CONSIGNE A ->
Quelles lignes des entrées contiennent la chaîne "windshield" ? Relevez-les toutes, en tenant compte de la casse.

La marche urbaine : un enjeu de mobilité à l’échelle de la métropole
Depuis une quinzaine d’années, la marche en ville suscite de nouveau un engouement. De nombreuses associations et collectifs s’emparent de la marche pour proposer balades et explorations. A l’heure de la métropolisation, la marche devient un véritable enjeu de mobilité pour l’aménagement urbain.
Des initiatives pour promouvoir la marche urbaine
Après une première expérience à Paris, Fanny Rahmouni décide de développer l’expérience de la marche urbaine à Nantes lorsqu’elle déménage. Cette jeune urbaniste lance ainsi en 2015 le collectif « Les Explonautes » qui se veut informel et expérimental. « Aujourd’hui, nos marches rassemblent près d’une cinquantaine de personnes venues d’univers assez différents, estime la jeune femme. Nous avons proposé un cycle de marches autour de la Loire au moment des réflexions sur la métropole nantaise. Marcher est une manière de retrouver l’échelle humaine au sein de grands systèmes métropolitains et de travailler sur l’identité des territoires. » Comme pour les marcheurs du Voyage métropolitain (Lire notre interview), l’idée est bien d’aller sur des territoires diffus, dévalorisés ou du moins non habituels dans le tourisme classique afin d’appréhender la métropole d’une autre manière, et de reconnecter les espaces entre eux.

ENTRÉES À TRAITER ->

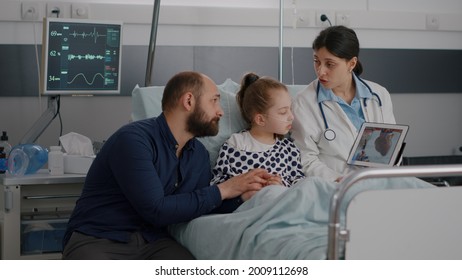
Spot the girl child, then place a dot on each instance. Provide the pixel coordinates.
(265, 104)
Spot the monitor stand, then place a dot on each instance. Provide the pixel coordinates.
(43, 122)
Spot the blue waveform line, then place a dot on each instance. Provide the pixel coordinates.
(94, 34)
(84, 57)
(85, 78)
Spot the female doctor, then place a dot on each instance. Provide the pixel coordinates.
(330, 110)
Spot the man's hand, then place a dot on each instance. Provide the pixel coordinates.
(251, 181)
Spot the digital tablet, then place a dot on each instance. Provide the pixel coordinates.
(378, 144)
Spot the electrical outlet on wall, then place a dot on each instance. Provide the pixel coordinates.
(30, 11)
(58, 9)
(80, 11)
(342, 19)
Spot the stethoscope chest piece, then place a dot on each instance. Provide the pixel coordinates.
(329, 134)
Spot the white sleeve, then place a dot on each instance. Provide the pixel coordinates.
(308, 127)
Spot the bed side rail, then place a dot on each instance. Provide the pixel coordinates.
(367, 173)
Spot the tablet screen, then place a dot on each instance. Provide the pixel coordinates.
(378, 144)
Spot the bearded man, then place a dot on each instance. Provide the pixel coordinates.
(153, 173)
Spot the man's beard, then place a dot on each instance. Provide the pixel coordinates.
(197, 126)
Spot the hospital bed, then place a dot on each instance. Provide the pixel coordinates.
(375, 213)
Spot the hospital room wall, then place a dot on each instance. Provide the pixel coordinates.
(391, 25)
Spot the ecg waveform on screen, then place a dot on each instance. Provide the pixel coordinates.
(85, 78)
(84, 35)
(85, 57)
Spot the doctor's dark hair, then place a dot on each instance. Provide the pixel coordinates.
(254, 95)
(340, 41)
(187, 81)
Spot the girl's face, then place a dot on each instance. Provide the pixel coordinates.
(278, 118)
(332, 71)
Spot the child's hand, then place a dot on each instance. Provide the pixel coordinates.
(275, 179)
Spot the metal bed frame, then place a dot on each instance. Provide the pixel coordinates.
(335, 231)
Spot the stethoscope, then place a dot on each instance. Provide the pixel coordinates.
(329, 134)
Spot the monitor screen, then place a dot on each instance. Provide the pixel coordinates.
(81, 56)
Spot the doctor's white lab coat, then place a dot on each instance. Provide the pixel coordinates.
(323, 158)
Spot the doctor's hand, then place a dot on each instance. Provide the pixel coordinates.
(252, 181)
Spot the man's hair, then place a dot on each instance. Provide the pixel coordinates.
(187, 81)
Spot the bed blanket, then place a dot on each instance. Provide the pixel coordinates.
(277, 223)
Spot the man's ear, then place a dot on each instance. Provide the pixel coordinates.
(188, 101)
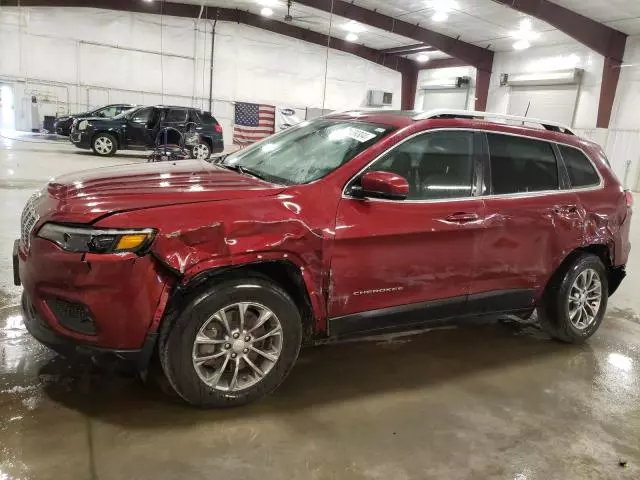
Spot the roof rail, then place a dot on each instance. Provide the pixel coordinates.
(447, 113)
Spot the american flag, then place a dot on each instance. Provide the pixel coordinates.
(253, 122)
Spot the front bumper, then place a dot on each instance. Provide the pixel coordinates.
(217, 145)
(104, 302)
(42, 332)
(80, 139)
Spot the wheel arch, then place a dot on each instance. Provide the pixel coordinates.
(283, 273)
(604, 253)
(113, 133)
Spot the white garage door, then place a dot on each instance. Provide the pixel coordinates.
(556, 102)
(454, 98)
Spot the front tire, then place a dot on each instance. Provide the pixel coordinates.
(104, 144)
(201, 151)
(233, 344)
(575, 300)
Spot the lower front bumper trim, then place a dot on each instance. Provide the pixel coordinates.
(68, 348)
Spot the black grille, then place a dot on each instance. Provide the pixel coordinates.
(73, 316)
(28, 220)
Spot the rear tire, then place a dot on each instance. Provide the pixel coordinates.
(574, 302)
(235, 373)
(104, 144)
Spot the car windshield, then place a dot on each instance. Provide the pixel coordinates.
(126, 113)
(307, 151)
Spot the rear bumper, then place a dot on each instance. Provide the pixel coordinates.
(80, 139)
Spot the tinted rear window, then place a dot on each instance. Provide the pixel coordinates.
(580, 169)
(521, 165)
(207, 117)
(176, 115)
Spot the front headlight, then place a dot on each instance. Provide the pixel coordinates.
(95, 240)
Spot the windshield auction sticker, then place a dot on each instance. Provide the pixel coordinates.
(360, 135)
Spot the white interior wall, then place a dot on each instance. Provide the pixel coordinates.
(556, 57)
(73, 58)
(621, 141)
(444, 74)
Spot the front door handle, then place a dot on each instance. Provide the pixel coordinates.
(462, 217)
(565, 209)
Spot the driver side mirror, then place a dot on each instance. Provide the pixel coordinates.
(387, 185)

CONSIGNE B ->
Dans le texte sur la marche urbaine, extrayez à l'identique le passage qui s'ouvre sur les mots "La marche urbaine : un" et se clôt sur "pour l’aménagement urbain.".

RÉSULTAT ATTENDU A ->
Spot the car windshield, then place a dot on each instance. Provide the pixel coordinates.
Spot the windshield auction sticker, then place a dot on each instance. Provide the pixel coordinates.

RÉSULTAT ATTENDU B ->
La marche urbaine : un enjeu de mobilité à l’échelle de la métropole
Depuis une quinzaine d’années, la marche en ville suscite de nouveau un engouement. De nombreuses associations et collectifs s’emparent de la marche pour proposer balades et explorations. A l’heure de la métropolisation, la marche devient un véritable enjeu de mobilité pour l’aménagement urbain.